● REQUIREMENT
Extract each line below that includes the word "handle".

● Entries from a set of point annotations

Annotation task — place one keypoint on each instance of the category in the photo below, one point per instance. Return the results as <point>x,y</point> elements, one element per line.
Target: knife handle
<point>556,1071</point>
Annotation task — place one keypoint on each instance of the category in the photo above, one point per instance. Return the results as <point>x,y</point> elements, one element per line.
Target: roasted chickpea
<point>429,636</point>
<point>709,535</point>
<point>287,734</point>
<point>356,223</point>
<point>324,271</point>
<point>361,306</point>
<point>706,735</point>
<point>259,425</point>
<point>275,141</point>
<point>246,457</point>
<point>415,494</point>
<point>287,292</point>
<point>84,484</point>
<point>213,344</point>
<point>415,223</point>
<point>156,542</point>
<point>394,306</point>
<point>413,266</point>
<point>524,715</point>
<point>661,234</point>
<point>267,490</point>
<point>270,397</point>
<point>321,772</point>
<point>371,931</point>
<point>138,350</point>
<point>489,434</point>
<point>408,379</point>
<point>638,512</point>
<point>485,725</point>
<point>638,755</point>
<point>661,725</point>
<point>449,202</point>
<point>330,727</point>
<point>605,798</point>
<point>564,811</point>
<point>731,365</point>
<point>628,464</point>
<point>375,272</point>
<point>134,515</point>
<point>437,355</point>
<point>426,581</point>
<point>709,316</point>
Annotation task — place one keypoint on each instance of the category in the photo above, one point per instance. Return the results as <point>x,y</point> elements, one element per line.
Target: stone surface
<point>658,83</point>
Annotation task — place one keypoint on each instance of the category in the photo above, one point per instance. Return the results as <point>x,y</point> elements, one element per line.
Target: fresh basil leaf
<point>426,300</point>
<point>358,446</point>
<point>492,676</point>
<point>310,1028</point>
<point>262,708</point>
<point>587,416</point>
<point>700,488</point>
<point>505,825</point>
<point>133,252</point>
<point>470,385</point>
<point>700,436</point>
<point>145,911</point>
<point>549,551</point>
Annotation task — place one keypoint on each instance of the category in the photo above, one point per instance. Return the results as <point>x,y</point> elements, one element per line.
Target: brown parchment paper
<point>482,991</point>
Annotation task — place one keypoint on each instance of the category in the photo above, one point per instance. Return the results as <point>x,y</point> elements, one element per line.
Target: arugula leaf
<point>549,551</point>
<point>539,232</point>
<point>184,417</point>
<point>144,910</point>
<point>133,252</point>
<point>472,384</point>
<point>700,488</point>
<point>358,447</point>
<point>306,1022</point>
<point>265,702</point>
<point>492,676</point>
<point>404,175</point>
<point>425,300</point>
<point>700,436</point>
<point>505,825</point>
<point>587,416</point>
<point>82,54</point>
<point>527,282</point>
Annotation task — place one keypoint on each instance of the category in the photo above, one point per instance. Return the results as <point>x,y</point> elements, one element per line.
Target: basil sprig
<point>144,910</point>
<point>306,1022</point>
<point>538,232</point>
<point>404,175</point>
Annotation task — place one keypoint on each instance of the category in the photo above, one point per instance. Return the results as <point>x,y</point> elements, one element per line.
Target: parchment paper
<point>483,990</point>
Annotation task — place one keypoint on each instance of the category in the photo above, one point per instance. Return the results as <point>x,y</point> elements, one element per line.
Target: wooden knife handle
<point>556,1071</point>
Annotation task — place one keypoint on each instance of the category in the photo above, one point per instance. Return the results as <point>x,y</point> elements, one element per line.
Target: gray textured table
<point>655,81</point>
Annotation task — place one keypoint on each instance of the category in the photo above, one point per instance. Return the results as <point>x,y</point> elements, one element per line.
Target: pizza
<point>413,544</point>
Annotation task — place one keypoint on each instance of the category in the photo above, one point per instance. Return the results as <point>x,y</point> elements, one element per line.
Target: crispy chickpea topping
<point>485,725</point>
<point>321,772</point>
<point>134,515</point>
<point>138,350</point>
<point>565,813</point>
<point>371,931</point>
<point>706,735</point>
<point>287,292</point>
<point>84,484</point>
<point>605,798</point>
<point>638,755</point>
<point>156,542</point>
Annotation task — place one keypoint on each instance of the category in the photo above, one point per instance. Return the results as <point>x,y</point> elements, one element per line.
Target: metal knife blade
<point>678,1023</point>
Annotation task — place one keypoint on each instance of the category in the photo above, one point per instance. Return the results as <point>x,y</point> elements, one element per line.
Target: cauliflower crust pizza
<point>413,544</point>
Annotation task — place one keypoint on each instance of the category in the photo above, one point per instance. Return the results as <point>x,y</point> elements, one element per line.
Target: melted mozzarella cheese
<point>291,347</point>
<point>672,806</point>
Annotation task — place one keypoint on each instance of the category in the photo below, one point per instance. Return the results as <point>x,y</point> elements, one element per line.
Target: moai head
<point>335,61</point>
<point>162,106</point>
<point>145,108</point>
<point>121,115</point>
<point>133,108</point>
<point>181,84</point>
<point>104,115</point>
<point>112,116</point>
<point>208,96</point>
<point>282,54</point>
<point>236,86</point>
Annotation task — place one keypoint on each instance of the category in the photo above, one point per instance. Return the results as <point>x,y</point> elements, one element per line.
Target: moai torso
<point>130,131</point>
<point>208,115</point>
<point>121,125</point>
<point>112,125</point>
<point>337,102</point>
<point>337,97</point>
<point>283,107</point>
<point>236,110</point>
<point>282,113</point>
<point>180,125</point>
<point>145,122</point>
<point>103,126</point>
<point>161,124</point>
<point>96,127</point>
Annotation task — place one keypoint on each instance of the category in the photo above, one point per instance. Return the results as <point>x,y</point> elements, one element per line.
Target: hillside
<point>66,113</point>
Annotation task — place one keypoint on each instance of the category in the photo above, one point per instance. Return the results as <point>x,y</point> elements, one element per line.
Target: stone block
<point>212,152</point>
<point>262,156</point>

● CORRECT RESULT
Target: knife handle
Target: wooden knife handle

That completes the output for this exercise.